-- START OF Provided information --

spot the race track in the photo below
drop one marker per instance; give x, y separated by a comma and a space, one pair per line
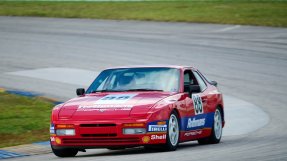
249, 63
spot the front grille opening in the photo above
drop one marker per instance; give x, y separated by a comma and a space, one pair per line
99, 135
97, 125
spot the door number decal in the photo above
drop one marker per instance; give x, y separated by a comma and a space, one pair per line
197, 103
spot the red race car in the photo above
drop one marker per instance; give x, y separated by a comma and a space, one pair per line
150, 106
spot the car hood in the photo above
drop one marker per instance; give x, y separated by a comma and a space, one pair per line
107, 106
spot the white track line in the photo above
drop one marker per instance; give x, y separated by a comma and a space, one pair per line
228, 28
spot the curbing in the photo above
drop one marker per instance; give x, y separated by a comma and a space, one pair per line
26, 149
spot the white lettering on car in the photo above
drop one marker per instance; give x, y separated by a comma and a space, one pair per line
197, 103
195, 123
158, 137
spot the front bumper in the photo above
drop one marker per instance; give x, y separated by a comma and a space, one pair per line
104, 134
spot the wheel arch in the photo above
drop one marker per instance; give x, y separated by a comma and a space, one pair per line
220, 107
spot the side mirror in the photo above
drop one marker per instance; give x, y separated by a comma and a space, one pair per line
213, 83
191, 89
80, 91
195, 88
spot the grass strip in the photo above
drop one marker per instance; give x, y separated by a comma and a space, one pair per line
264, 13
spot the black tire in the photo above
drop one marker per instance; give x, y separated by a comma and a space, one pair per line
171, 144
215, 135
65, 152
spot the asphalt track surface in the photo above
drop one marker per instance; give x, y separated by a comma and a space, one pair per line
248, 62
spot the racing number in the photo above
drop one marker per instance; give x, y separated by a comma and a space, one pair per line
197, 103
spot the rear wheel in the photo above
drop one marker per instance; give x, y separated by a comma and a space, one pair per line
65, 152
216, 132
172, 138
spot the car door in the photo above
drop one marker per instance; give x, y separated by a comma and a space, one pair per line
198, 109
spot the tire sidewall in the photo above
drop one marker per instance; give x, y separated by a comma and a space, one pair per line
169, 145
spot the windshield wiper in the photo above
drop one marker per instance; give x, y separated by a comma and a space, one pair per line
107, 90
144, 89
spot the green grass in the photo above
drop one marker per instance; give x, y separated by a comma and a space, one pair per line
266, 13
23, 120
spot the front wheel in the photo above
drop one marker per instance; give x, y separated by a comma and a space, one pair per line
216, 132
65, 152
172, 138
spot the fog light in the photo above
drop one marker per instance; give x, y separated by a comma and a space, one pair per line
134, 131
63, 132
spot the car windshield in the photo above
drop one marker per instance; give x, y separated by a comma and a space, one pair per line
136, 79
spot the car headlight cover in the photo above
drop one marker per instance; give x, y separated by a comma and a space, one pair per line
134, 131
64, 132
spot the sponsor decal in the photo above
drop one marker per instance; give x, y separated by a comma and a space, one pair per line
52, 139
158, 137
52, 129
115, 99
197, 103
102, 108
157, 128
145, 139
195, 123
193, 133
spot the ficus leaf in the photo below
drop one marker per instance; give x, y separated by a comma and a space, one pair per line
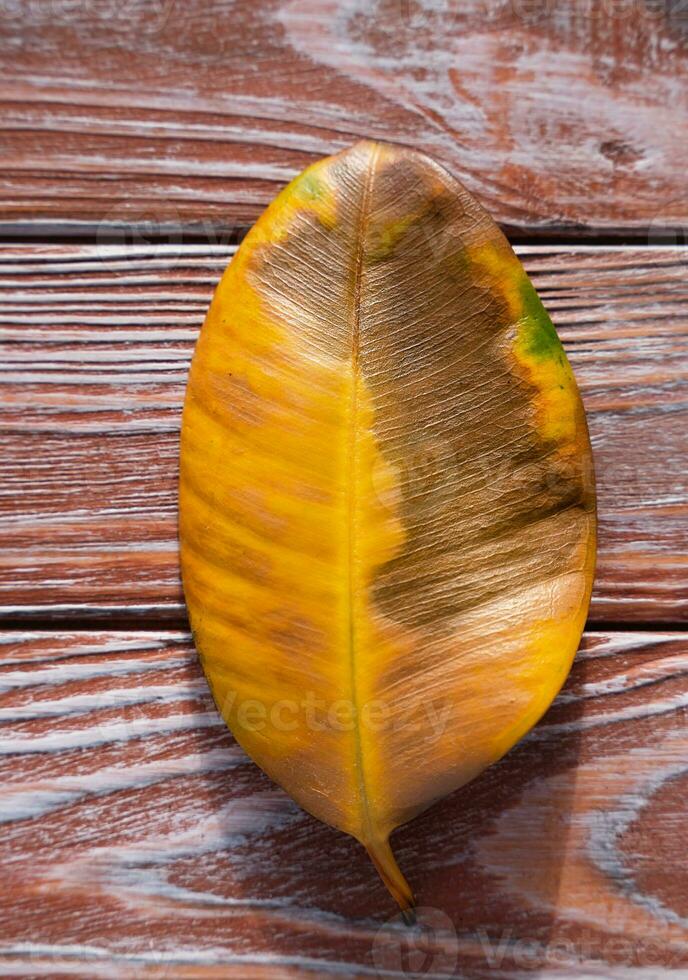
387, 501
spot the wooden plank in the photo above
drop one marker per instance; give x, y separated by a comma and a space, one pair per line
138, 840
92, 375
558, 116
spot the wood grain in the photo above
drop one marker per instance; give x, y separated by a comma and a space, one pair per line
93, 369
138, 840
558, 116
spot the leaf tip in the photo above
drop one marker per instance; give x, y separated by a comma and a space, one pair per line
382, 857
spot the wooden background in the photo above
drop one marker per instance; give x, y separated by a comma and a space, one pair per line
137, 141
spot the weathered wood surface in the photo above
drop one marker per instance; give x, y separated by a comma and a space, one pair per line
138, 840
93, 368
560, 116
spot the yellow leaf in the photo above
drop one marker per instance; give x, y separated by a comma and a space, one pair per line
387, 511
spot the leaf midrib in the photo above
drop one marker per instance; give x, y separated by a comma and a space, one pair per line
367, 824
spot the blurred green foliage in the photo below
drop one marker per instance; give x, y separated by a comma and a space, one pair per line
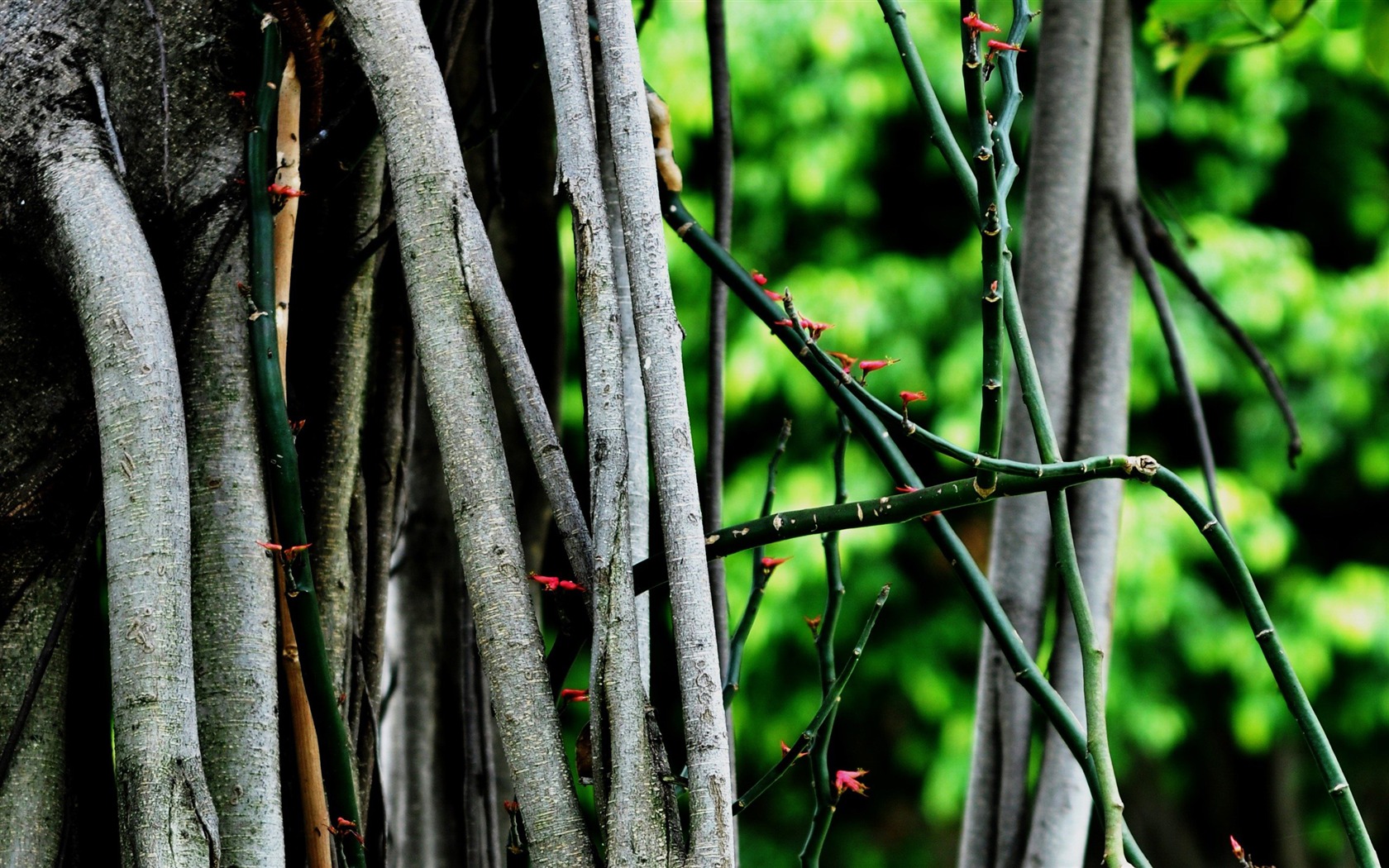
1268, 160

-- END OF Provided information --

(Task instructions) Leave out each picture and extract the lines from the one containing "spot the wood grain in the photo above" through the end of the records above, inclusive, exactly as they stand.

(Solution to this task)
spot the wood grain in the photo above
drop one marker per instance; give x, y separated by a comma and a space, one pair per line
93, 369
138, 840
558, 116
spot the leaf tip in the photo above
drop one marker per instance; give x, y separated by a comma and a space, one pair per line
382, 857
spot the wooden background in the photo above
drop one marker per instance; give x, y separated by a comma and a space, one pair per line
137, 141
spot the weathered wood surface in the photo above
drop one marker per instance; give x, y separated by a comma and a space, one pair per line
138, 840
93, 368
560, 116
spot the yellow leaf in the photo above
drop one marker per instance; give x, y separated by a comma and a space, one pair per line
387, 511
spot the leaf midrib in the photo above
drop one marker per instance; give x, y separated by a comma and a space, one pair per line
367, 824
spot the blurred green foliage in the photo below
drop one marker per instance; give x, y separated by a comma and a space, one pair per line
1268, 160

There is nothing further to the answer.